> _EXERCISE DESCRIPTION_:
Nothing but the lines from the line with "Q: For each instance of the white soffit" through the end of the data is to be copied, and each is to be copied exactly.

> _PROVIDED MATERIAL_:
# # # # # # #

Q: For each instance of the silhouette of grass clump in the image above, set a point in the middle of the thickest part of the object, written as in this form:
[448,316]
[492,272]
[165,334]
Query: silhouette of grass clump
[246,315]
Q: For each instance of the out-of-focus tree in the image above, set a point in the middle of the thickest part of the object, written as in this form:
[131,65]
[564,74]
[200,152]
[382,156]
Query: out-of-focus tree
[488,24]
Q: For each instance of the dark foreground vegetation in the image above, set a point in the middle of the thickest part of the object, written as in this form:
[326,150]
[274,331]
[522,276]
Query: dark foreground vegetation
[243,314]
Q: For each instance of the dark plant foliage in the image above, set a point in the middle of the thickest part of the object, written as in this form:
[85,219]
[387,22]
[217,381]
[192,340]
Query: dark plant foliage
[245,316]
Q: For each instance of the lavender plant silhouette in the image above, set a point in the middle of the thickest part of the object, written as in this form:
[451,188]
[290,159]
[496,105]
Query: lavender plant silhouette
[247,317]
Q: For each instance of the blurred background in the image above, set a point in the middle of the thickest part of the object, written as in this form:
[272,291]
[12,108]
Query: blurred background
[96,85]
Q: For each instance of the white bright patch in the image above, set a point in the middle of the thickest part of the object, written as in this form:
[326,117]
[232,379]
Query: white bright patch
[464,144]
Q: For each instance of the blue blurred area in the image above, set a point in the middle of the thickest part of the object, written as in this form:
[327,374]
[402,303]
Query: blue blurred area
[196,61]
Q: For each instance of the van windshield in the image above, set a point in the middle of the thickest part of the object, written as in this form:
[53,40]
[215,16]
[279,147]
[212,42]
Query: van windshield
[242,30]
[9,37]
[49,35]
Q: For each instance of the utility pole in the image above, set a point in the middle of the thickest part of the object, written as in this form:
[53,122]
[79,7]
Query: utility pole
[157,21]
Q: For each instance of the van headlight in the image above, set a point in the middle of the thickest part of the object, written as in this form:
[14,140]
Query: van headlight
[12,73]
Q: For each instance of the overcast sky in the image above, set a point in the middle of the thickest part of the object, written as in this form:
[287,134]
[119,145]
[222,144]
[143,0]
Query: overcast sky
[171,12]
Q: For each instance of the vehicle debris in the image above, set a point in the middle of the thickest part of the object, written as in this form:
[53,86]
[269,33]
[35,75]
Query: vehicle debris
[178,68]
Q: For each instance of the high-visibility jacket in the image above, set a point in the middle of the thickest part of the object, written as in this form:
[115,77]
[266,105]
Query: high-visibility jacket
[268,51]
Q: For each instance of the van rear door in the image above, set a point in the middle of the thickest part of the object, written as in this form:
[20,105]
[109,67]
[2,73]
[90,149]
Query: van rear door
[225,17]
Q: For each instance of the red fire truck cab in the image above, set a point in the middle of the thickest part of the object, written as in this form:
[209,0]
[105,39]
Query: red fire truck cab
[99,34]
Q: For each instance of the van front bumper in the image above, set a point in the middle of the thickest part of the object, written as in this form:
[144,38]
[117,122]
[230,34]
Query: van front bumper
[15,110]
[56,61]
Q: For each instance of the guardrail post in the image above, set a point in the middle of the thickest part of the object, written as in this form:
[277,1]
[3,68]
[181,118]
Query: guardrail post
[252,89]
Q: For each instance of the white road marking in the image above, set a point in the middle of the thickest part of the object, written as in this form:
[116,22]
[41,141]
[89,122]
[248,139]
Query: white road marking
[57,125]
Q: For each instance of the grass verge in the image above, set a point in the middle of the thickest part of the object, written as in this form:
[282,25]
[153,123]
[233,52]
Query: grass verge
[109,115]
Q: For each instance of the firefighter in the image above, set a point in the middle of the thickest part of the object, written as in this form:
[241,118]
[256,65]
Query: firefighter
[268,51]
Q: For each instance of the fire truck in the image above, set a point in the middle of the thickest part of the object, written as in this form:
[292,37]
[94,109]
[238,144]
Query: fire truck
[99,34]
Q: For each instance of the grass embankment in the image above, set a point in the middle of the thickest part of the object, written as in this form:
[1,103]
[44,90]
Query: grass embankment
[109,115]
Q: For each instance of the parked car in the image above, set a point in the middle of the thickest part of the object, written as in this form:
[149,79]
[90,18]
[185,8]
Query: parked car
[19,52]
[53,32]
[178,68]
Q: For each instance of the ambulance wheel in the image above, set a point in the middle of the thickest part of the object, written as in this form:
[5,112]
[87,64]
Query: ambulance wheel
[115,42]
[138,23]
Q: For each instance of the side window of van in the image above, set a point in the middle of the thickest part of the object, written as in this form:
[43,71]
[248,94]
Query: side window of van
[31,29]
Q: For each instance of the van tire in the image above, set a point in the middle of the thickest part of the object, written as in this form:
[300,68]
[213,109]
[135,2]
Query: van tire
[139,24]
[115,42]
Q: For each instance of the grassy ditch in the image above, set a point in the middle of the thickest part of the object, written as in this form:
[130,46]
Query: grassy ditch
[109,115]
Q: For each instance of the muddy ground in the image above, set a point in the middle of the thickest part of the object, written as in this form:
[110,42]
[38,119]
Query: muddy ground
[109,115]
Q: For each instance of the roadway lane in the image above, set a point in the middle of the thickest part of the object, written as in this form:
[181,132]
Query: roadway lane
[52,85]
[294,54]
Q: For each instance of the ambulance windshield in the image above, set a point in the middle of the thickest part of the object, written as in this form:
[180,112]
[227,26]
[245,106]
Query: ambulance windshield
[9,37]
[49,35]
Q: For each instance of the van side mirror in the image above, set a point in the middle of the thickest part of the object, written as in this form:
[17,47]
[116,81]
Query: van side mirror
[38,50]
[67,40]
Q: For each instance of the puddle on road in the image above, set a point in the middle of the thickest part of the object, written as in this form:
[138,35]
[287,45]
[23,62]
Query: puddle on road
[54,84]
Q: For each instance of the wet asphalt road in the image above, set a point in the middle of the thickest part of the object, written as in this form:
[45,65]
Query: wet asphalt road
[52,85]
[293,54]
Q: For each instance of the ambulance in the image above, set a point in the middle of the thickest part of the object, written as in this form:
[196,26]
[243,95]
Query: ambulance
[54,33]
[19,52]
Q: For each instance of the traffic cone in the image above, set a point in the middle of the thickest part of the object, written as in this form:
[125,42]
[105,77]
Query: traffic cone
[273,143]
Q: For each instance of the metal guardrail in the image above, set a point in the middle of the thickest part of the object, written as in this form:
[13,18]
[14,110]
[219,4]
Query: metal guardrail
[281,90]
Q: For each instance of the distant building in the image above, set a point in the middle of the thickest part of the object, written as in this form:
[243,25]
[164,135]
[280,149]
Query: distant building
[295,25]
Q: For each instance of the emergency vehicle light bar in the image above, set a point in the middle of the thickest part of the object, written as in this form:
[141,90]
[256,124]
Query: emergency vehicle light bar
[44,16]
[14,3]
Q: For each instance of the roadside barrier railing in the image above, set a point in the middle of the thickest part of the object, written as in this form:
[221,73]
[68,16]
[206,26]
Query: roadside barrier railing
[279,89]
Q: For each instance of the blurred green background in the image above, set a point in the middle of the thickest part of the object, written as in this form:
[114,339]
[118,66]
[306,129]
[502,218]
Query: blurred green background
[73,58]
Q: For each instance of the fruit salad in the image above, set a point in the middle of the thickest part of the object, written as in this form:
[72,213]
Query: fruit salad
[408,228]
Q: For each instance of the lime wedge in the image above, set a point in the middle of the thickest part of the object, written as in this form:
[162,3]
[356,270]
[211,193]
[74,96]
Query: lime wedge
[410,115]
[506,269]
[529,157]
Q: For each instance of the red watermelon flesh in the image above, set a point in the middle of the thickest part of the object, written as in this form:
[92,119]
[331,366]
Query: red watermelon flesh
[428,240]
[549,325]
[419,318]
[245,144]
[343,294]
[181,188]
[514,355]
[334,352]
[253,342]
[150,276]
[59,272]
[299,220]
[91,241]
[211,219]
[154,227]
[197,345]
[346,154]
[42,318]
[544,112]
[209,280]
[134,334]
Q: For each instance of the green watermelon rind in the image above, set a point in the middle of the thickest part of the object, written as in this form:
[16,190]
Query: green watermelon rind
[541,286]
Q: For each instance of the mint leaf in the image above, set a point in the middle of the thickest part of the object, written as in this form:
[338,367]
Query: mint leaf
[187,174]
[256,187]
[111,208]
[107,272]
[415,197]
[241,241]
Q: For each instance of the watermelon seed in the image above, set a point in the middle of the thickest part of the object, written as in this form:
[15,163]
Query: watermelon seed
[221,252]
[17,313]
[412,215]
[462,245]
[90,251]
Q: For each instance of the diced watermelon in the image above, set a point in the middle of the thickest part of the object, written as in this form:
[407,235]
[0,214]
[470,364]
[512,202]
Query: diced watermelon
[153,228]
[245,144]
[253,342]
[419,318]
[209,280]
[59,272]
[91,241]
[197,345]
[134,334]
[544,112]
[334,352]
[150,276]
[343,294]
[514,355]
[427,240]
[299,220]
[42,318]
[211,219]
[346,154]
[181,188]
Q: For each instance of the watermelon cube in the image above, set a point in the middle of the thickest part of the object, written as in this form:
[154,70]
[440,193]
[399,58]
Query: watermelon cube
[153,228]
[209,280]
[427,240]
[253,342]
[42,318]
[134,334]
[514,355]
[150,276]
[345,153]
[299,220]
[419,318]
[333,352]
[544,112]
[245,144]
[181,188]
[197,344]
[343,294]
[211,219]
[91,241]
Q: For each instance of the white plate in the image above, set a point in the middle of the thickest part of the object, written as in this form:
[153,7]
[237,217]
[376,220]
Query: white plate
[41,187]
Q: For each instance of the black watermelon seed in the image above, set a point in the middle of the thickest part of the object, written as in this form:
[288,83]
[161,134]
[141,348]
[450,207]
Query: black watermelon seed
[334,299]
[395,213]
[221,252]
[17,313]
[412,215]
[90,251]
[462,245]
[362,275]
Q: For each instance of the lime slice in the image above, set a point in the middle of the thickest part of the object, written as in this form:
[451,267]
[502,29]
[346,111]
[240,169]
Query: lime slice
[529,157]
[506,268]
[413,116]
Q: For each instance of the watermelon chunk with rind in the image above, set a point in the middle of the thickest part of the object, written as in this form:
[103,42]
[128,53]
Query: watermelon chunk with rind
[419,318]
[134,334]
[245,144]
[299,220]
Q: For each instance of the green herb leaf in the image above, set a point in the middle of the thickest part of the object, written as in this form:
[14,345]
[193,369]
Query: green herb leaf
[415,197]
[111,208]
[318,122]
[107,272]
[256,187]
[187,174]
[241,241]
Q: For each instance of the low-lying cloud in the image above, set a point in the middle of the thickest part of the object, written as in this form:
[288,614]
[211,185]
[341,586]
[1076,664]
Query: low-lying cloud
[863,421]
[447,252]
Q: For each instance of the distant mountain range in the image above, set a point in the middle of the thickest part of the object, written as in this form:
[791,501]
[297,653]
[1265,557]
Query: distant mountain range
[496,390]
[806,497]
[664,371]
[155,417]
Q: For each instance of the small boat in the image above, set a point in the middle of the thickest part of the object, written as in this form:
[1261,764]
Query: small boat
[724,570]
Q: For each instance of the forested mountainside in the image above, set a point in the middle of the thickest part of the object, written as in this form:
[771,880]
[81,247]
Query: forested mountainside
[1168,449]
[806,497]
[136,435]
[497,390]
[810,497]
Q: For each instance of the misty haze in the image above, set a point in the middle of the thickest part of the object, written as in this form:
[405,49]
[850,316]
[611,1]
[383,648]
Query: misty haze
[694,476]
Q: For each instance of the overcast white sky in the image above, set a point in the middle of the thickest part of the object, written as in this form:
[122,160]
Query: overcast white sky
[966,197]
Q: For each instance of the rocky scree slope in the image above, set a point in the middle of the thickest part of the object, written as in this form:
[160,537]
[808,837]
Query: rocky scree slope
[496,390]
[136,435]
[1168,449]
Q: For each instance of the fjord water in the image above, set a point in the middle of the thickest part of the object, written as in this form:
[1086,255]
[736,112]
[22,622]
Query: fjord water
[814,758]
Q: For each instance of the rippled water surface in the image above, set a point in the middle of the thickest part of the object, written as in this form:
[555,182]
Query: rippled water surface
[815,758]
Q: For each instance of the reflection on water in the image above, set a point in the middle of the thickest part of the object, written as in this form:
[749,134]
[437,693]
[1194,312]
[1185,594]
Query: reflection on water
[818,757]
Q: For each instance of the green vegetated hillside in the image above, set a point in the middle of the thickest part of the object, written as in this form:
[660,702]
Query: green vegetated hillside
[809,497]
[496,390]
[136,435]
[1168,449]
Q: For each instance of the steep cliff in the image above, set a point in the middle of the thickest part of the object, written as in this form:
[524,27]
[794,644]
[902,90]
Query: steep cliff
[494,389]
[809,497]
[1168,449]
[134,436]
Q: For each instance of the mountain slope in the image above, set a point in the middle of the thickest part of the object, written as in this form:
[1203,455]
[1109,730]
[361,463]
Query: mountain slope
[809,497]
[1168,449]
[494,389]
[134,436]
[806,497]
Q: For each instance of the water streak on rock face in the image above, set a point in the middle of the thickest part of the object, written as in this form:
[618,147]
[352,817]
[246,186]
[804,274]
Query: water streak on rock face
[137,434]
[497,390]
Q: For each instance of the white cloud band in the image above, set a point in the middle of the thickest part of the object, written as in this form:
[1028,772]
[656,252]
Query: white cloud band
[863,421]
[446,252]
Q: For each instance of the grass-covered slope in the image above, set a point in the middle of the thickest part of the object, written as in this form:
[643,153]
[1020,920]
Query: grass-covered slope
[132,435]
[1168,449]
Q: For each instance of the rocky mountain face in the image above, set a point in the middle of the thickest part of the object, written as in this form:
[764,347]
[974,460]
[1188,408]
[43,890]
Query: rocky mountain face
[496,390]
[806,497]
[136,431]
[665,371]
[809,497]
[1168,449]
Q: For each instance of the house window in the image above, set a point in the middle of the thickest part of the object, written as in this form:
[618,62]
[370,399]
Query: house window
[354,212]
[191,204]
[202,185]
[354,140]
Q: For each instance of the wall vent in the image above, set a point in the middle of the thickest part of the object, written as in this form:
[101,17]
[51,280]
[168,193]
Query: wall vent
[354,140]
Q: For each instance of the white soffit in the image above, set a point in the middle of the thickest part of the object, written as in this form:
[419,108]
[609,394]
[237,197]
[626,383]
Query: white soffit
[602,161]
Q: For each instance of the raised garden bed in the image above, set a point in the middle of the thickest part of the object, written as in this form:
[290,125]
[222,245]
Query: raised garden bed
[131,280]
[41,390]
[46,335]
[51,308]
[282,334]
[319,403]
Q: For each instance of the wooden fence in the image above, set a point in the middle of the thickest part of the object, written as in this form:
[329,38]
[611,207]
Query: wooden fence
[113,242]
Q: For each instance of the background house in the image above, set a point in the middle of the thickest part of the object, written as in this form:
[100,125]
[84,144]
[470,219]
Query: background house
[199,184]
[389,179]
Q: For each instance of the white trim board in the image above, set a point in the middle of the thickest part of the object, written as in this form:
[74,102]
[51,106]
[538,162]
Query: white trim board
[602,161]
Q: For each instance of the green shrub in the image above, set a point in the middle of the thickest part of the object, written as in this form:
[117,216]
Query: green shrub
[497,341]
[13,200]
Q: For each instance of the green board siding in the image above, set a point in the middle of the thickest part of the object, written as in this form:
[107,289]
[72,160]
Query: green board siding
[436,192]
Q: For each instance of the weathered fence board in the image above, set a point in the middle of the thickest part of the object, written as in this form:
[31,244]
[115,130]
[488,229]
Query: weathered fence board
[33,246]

# # # # # # #

> _ANSWER FOR THIS EXERCISE_:
Q: For each instance of the white soffit in the image above, set a point in the middle of the thickest part of the object, written as in this form:
[419,108]
[609,394]
[237,197]
[626,383]
Query: white soffit
[602,161]
Q: For each instance of the raised garden bed in the image above, set a point in the middle of the thickest part of the object, written as in this form:
[290,125]
[222,245]
Query: raised garden bed
[131,280]
[41,390]
[46,335]
[51,308]
[282,334]
[319,403]
Q: For each instance of the wooden fence in the image above, set a point in the middle of the thickest part of the object, written as in this form:
[329,38]
[611,207]
Query: wooden fence
[113,242]
Q: For each instance of the background house in the image above, set a point in the middle of the thickest part of the object, written as in this form:
[100,125]
[84,144]
[470,219]
Query: background house
[199,184]
[389,179]
Q: For each instance of the white trim board in the image above, set a point in the middle of the thickest part of the object, written as in this form:
[74,102]
[51,106]
[538,162]
Query: white trim board
[602,161]
Q: For each instance of the green shrub in the image above, set a point in the middle of the thickest part of the object, written as in this form:
[117,216]
Query: green shrub
[497,341]
[13,200]
Q: For each instance of the green board siding in the image above, set a point in the middle of the thickest part of the object, written as in this form:
[107,289]
[72,160]
Query: green board siding
[436,192]
Q: For each instance of the weathered fence board in the image above, set a point in the middle of the thickest part of the object, written as in this form:
[31,244]
[115,130]
[488,229]
Query: weathered fence board
[33,246]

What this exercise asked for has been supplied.